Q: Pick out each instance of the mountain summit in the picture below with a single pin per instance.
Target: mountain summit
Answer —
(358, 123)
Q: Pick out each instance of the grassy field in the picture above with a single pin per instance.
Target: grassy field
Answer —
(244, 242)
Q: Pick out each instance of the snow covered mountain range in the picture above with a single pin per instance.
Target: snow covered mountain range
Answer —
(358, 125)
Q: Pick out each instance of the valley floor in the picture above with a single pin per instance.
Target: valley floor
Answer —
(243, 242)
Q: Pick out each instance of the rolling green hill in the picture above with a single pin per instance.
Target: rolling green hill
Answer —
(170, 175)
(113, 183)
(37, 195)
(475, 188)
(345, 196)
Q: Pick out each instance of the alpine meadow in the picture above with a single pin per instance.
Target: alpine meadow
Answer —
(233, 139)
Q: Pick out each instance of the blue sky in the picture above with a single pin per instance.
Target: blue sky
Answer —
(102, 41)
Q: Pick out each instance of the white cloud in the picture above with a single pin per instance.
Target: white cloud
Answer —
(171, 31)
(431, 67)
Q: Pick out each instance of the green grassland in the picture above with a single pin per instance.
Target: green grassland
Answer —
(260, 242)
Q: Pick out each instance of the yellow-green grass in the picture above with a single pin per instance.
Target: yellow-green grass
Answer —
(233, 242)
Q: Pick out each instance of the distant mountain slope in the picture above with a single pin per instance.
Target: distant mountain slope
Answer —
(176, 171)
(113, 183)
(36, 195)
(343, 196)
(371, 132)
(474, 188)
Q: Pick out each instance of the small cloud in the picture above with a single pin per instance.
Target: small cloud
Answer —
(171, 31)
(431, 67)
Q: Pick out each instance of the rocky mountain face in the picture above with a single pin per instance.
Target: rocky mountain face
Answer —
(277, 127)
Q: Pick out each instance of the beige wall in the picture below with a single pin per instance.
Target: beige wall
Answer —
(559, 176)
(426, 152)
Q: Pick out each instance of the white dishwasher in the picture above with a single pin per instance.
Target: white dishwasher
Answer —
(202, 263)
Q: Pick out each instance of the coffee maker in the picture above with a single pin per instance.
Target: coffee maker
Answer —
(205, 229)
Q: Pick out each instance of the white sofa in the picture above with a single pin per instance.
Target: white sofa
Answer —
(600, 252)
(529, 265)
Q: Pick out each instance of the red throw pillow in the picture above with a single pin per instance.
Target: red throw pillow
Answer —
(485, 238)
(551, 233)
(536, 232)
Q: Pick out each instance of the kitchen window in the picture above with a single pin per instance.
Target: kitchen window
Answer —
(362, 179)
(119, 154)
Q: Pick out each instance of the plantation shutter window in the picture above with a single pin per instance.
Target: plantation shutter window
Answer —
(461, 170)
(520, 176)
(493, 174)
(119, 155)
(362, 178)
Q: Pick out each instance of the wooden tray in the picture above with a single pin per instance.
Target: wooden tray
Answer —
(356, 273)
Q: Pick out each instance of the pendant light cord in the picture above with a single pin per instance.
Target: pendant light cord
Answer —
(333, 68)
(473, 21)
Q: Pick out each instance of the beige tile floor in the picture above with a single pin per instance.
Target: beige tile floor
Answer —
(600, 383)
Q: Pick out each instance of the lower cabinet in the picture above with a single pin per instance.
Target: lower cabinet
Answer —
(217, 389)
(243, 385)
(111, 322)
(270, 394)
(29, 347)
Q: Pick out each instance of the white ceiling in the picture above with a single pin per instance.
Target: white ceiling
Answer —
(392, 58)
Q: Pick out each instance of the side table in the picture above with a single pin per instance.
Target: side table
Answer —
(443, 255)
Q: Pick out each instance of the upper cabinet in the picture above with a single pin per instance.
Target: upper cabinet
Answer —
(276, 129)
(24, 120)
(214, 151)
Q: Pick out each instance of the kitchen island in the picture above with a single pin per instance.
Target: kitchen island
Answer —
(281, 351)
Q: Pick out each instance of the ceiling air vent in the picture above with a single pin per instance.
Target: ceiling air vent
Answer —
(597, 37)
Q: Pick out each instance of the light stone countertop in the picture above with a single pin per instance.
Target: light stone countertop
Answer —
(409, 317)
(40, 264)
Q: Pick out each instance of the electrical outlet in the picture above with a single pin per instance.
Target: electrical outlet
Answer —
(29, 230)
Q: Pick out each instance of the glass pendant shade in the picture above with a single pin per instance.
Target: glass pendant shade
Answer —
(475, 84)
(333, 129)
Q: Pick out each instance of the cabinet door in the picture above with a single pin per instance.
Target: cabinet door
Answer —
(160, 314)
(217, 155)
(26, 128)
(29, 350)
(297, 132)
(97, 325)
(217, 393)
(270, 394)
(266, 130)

________________

**Action item**
Repeat each line above exactly as written.

**Exercise answer**
Q: Pick out each instance of the mountain summit in the picture below with a single pin per instance.
Target: mountain summit
Answer —
(358, 123)
Q: Pick out each instance of the grassy field in the picture above with a single pin per instance.
Target: grassy field
Answer —
(244, 242)
Q: Pick out each instance of the snow covered mountain range in the picture above with a single pin per instance.
Target: snow covered mountain range
Answer —
(358, 125)
Q: Pick out each instance of the valley floor in the picture above with a single pin per instance.
Target: valley floor
Answer —
(243, 242)
Q: Pick out each instance of the rolling green hill in the picture above with a single pin per instance.
Target: rolling green hill
Answer —
(170, 175)
(113, 183)
(37, 195)
(475, 188)
(345, 196)
Q: Pick out each instance of the alpine meadow in the picture above with a single pin per instance.
Target: alpine meadow
Answer —
(233, 139)
Q: Pick out each instance of the blue sky in the picture above with a single pin per instance.
Target: blue sky
Answer —
(102, 41)
Q: Pick out each instance of the white cloud in the picture above with a single pin per instance.
Target: white cloud
Answer —
(171, 31)
(431, 67)
Q: Pick out each instance of the green grassland in the picture above with a single pin per instance.
Target: green grassland
Answer —
(260, 242)
Q: Pick out each instance of the yellow-green grass in the picture above with a single pin per instance.
Target: yellow-green grass
Answer —
(233, 242)
Q: Pick out each instance of the distant mountain slope in the picture above with a single pin per instance.
Target: distant mountain slope
Answer —
(176, 171)
(113, 183)
(36, 195)
(343, 196)
(371, 132)
(474, 188)
Q: Pick out each instance of the small cloud in the picture above with a single pin per instance.
Target: small cloud
Answer —
(171, 31)
(431, 67)
Q: Pick out each instance of the rocky mountain face in the picture above with a single pin per instance.
Target: rocky mountain face
Answer —
(277, 127)
Q: Pick out each instance of the beige wall in the picture below with a single pin per instance.
Target: beige wall
Answer —
(559, 176)
(426, 152)
Q: Pick out each instance of the white dishwasher in the picture above with a single pin per instance.
Target: white dishwasher
Answer —
(202, 263)
Q: Pick out each instance of the coffee maker in the picture above with a single pin per instance.
Target: coffee maker
Answer —
(205, 229)
Q: Pick out each instance of the white sofa in the picture above with a single pin per instance.
Target: white sofa
Answer —
(600, 252)
(529, 265)
Q: Pick out each instance of the red throw pillow in the picture above with a single pin per instance.
Target: red throw pillow
Answer —
(485, 238)
(551, 233)
(536, 232)
Q: Pick out each instance of the kitchen window in the picture above with a single pin per instance.
Target: kitchen window
Answer —
(362, 179)
(119, 154)
Q: Pick out each instance of the plantation shutter window in the picture above with a single pin per instance.
Target: plantation shutter window
Answer —
(461, 170)
(520, 176)
(493, 174)
(119, 155)
(362, 178)
Q: Pick out each instance of the wooden tray in the picture above with a single pin per instance.
Target: wooden tray
Answer —
(356, 273)
Q: Pick out each instance of the pendant light cord in the picture above with a single pin per instance.
Target: pendant light cord
Answer —
(333, 68)
(473, 21)
Q: Pick out each instance of the beige tile floor in the picture above with a single pin per instance.
Target: beige tile floor
Answer —
(600, 383)
Q: Pick out each instance of the lower cabinet in the picture above with a single pin per instance.
Target: lower cabinet
Answer —
(217, 389)
(243, 385)
(111, 322)
(270, 394)
(29, 347)
Q: Pick out each instance of the white ceiling in the picture above with a single pin per instance.
Target: white ceiling
Answer —
(392, 58)
Q: Pick out each instance of the side table in the picture above with a single pin per instance.
Target: side table
Answer —
(443, 255)
Q: Pick out each instance of the upper cabinet in the picture above with a single pin per instance.
Target: upper cabinet
Answer —
(276, 129)
(24, 120)
(214, 151)
Q: Pick out each instance of the kitchen island in the picture above with a single pin per instance.
Target: kitchen island
Answer —
(281, 351)
Q: Pick out each instance of the ceiling air vent in the picture above with a single pin per instance.
Target: ceiling air vent
Answer —
(597, 37)
Q: Pick out each instance of the light stone countertop in the picture above with a single pin per instance.
Target: light stone countertop
Answer —
(409, 317)
(40, 264)
Q: Pick out each instance of the electrical outlet in the picture above with a single pin per instance.
Target: electrical outlet
Answer —
(29, 230)
Q: Pick out each instance of the glass pendant shade in the picture above with a single pin per instance.
Target: glass pendant shade
Answer —
(475, 84)
(333, 129)
Q: Pick out each instance of the cabinet door in the picture above with a single pin per instance.
Target: cabinet door
Answer —
(160, 314)
(217, 155)
(26, 128)
(29, 350)
(297, 132)
(97, 325)
(217, 393)
(270, 394)
(266, 130)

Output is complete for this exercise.